**Information supplied:**
▼

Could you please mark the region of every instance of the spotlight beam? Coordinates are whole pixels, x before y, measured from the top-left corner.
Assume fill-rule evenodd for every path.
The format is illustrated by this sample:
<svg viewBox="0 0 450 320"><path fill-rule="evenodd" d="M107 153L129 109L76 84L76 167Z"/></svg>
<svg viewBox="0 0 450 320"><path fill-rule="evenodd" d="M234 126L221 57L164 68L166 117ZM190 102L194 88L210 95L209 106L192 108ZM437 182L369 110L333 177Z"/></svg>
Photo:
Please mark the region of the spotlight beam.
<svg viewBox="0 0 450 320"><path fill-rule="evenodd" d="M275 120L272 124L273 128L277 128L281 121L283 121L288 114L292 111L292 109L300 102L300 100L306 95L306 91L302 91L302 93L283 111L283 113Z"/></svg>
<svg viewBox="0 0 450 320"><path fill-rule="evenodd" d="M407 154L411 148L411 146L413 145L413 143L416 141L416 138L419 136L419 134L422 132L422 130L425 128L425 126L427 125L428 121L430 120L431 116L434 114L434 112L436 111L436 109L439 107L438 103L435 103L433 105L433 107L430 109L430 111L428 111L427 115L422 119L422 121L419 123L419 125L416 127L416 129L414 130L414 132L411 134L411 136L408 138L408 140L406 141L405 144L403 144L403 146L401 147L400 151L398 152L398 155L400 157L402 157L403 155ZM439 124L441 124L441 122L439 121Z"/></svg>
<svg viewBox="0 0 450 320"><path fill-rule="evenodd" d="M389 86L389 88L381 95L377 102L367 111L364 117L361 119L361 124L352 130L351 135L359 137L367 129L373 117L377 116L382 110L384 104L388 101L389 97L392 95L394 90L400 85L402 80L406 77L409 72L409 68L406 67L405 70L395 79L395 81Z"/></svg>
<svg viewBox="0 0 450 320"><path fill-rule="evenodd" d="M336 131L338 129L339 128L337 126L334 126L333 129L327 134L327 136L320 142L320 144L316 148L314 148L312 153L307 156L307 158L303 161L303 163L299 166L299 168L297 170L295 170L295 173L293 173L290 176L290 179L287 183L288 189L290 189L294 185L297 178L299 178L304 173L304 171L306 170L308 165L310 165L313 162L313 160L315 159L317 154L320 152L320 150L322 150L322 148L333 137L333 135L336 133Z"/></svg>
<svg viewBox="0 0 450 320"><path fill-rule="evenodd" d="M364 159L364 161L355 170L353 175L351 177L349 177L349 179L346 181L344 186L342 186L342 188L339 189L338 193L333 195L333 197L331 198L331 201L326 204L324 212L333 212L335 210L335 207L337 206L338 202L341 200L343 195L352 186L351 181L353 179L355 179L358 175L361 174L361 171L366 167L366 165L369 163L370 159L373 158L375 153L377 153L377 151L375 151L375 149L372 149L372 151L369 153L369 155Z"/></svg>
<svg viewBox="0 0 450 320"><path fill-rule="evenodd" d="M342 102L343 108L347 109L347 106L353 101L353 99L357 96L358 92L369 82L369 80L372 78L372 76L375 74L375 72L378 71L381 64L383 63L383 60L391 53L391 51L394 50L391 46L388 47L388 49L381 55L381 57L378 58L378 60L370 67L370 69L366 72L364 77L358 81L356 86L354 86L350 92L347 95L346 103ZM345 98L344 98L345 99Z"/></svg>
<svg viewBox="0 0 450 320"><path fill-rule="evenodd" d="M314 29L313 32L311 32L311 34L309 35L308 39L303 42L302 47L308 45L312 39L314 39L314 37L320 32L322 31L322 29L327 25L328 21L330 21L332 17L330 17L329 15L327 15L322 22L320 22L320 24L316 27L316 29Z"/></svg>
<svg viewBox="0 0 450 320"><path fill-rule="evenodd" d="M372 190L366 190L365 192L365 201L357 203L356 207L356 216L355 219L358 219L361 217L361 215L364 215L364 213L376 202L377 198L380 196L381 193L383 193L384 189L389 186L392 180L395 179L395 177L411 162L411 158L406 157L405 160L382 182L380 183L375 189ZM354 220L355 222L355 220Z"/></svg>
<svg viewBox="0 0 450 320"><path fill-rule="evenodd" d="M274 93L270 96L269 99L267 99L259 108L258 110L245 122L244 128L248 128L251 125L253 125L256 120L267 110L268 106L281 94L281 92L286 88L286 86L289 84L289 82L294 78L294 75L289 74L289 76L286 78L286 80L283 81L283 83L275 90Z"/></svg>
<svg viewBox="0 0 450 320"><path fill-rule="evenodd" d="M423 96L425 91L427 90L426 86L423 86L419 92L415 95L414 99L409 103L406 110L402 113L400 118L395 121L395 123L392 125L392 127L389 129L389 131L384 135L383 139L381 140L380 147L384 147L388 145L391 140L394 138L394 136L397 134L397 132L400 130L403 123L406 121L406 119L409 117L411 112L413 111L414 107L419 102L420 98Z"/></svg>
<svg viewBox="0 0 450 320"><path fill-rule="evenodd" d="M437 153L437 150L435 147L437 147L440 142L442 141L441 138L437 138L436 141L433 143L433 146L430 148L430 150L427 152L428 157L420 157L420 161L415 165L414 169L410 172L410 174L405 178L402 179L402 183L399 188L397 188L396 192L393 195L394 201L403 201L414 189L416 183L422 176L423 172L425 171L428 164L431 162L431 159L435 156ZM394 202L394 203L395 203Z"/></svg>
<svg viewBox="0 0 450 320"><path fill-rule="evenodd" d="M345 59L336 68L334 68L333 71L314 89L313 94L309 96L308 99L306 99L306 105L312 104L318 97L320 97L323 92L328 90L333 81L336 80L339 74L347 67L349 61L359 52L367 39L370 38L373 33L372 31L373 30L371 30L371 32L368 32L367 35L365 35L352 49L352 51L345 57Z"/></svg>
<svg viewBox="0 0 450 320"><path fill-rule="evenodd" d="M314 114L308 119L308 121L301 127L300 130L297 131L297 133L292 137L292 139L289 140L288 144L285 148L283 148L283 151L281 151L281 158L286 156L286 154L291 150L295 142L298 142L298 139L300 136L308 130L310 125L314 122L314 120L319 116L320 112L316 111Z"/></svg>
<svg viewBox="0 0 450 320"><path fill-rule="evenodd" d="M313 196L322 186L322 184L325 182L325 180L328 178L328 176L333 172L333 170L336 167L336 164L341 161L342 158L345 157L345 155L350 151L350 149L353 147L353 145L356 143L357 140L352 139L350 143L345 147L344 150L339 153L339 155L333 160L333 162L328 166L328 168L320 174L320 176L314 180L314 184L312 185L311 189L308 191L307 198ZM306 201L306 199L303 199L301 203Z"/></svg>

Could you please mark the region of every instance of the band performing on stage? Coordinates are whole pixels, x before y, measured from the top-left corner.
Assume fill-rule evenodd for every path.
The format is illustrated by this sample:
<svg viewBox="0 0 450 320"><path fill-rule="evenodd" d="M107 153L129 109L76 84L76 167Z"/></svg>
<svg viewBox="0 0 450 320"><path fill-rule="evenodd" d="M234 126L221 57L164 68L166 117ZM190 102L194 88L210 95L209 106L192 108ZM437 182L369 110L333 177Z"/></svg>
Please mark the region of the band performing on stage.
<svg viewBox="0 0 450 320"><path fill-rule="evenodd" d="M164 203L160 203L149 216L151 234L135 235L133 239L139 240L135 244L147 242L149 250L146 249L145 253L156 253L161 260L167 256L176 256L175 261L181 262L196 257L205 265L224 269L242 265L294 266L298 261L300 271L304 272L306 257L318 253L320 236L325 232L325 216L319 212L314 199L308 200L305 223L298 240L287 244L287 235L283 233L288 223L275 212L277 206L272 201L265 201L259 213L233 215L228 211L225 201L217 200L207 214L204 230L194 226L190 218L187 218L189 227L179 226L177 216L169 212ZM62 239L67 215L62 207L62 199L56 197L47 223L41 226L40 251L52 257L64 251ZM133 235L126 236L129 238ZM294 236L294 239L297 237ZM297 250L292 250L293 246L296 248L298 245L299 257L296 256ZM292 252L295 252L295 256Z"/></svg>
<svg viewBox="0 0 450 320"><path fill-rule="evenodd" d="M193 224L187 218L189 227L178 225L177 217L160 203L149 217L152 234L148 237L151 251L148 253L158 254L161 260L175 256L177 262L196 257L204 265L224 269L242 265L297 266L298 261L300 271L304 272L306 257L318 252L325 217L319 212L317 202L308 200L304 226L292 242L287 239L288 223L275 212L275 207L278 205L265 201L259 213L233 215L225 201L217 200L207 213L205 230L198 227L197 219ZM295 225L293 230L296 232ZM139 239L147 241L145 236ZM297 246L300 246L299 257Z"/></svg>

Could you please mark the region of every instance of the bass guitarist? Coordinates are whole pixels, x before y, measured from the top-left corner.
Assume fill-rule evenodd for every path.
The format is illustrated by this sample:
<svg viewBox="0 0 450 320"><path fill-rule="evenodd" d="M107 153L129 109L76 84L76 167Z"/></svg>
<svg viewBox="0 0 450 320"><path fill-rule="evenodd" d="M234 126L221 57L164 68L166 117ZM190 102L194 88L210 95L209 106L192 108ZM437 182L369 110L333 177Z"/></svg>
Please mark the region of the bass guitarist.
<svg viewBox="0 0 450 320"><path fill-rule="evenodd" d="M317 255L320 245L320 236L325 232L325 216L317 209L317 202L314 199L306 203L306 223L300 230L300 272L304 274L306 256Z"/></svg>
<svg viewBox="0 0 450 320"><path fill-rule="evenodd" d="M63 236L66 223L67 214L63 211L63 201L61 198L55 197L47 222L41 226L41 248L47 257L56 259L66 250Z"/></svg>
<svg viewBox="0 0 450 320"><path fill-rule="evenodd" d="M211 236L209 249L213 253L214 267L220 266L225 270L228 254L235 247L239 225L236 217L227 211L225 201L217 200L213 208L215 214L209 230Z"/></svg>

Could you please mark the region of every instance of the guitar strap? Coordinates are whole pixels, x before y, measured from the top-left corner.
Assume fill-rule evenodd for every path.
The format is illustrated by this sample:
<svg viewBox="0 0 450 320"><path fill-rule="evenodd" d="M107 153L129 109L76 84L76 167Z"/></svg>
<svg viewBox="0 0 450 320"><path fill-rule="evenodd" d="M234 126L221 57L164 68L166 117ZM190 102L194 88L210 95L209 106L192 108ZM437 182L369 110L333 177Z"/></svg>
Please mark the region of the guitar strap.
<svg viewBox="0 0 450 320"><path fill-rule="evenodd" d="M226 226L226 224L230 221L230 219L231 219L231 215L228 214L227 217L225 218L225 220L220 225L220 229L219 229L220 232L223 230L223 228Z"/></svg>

▲
▼

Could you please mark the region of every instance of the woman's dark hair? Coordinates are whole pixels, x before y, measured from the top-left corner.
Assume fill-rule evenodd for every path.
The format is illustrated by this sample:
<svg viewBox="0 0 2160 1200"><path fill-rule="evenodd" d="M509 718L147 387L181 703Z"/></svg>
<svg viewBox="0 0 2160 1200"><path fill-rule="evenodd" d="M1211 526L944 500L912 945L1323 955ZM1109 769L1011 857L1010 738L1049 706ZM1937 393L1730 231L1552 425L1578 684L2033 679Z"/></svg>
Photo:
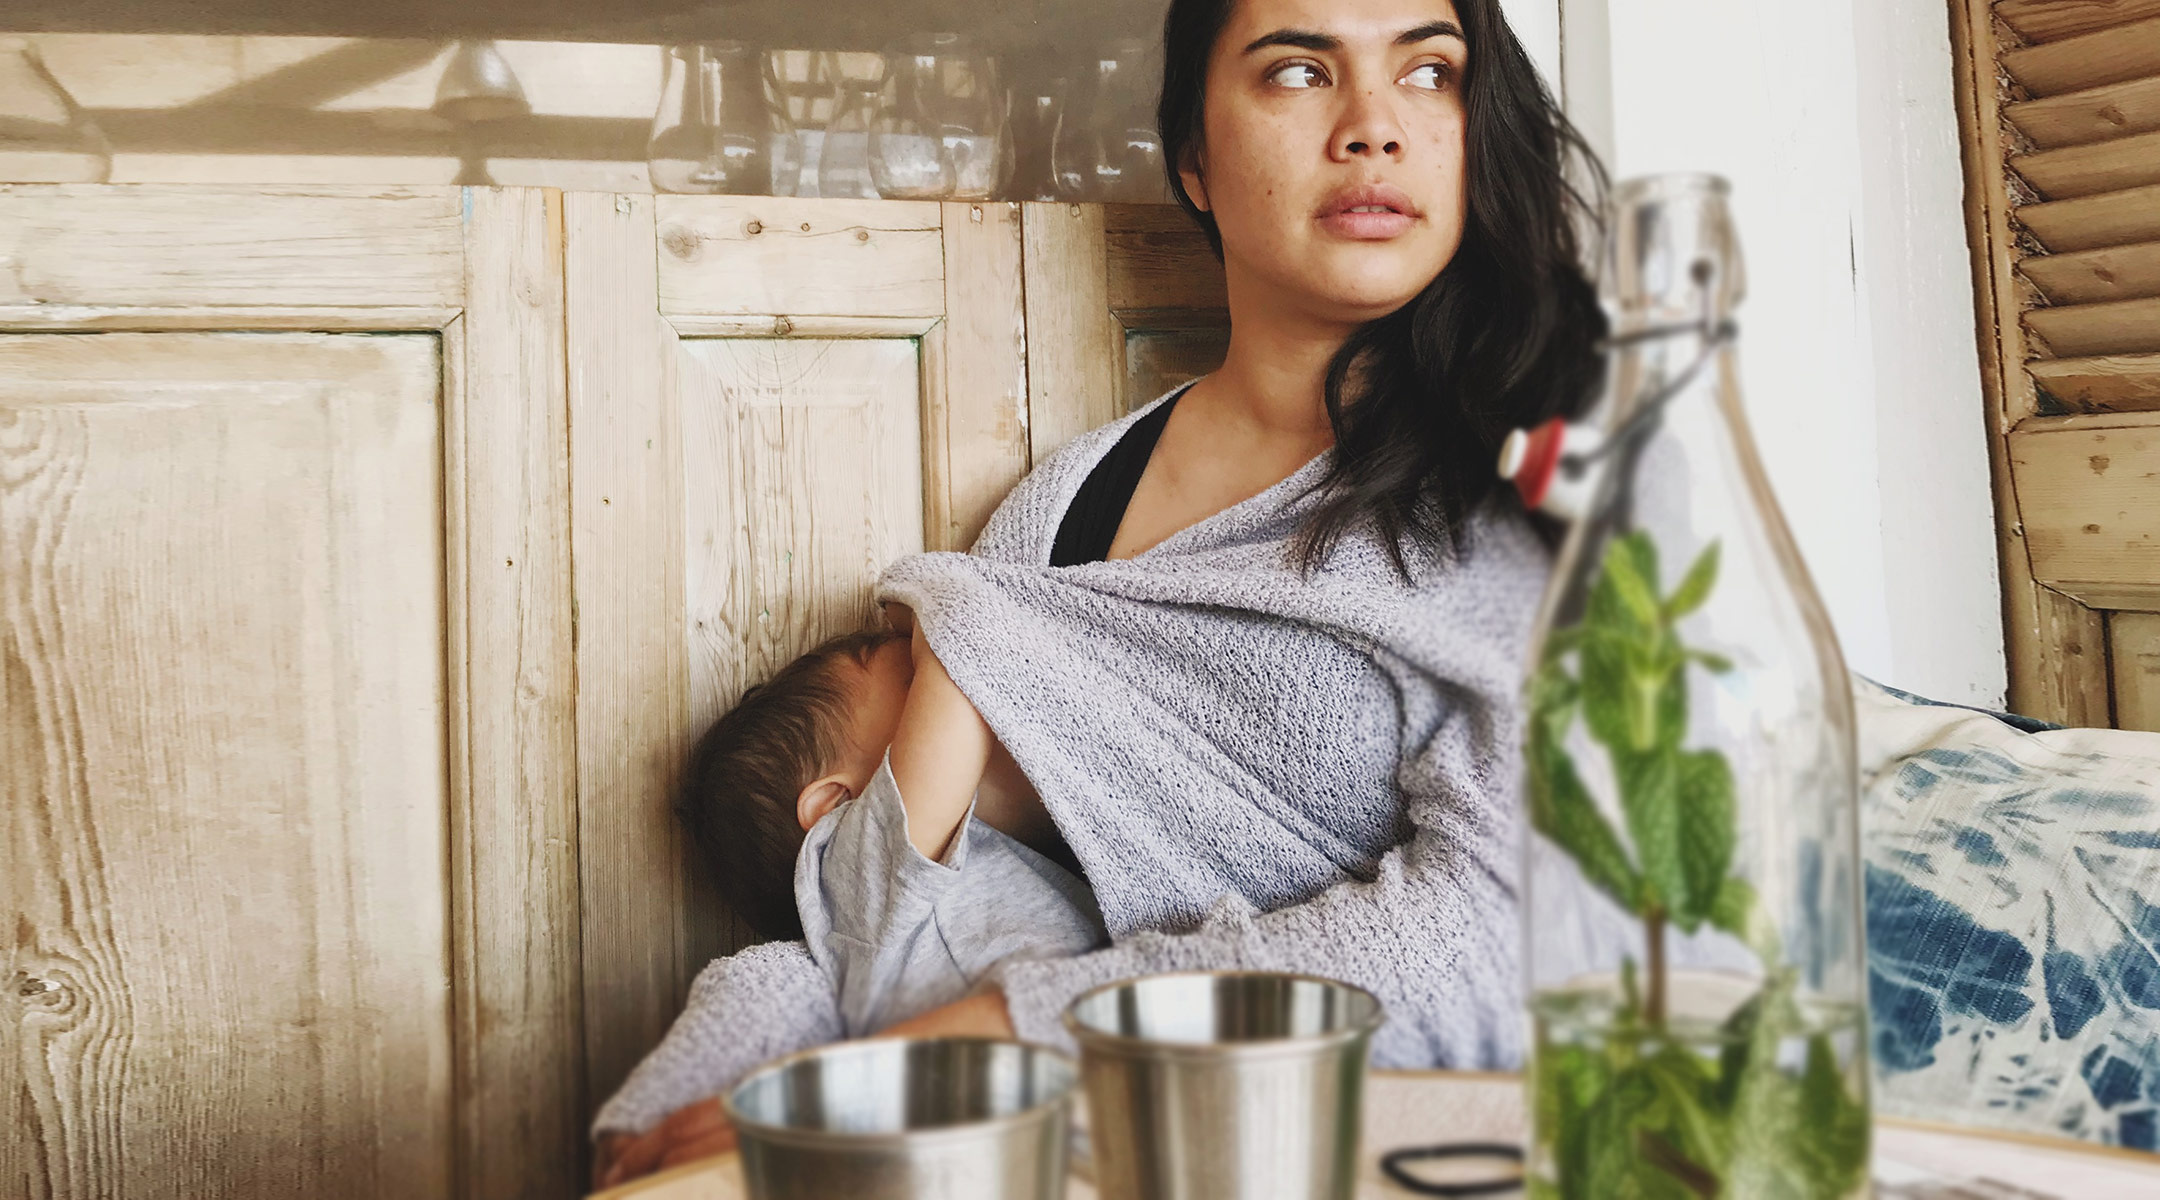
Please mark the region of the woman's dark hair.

▲
▼

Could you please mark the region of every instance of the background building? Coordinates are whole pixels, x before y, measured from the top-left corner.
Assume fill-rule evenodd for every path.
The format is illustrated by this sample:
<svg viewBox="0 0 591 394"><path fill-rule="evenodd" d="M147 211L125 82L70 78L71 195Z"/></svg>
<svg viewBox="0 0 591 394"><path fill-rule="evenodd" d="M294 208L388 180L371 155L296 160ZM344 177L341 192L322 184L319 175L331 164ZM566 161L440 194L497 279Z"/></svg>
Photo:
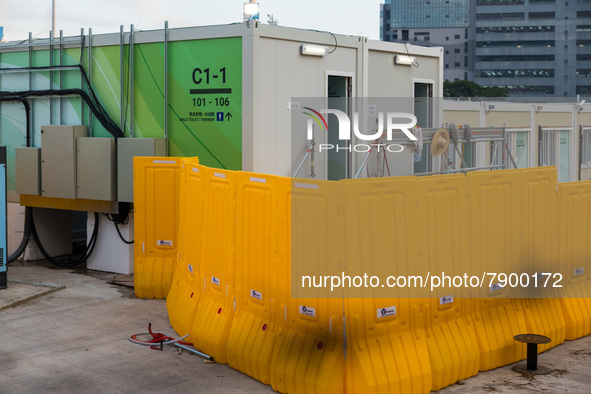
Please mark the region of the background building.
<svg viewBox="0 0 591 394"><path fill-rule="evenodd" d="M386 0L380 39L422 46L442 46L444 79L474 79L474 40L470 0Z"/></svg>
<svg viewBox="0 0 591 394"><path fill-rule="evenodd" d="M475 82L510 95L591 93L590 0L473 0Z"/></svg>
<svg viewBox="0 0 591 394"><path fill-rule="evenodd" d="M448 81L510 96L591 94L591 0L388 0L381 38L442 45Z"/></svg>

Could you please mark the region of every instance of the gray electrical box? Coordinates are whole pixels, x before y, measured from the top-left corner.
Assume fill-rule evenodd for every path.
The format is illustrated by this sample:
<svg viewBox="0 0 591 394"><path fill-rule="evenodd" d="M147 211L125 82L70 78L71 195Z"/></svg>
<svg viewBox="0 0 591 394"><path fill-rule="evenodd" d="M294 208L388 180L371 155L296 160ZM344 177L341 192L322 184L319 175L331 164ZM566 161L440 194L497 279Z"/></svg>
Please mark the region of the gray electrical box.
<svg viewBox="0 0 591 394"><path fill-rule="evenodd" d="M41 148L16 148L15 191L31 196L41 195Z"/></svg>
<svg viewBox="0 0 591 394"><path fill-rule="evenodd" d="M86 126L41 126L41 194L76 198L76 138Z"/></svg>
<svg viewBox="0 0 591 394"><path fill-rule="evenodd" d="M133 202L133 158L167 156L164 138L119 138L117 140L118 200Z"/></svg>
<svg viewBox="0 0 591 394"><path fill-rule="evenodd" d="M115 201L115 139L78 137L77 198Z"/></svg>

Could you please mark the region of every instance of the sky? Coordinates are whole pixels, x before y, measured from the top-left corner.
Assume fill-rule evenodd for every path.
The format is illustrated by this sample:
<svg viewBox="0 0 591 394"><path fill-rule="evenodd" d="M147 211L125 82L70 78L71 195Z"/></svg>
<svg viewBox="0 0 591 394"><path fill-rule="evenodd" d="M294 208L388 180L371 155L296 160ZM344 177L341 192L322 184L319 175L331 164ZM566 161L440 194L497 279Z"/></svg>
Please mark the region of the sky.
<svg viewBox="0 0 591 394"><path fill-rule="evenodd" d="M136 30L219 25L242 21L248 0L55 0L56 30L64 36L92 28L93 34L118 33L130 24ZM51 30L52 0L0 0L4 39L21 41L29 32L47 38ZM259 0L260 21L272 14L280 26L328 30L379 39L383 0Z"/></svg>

▲

Of the lines above, copy each that contains "woman".

**Response below:**
Could you please mark the region of every instance of the woman's dark hair? Coordinates are whole pixels, x before y, measured from the top-left corner.
Please mark the region of the woman's dark hair.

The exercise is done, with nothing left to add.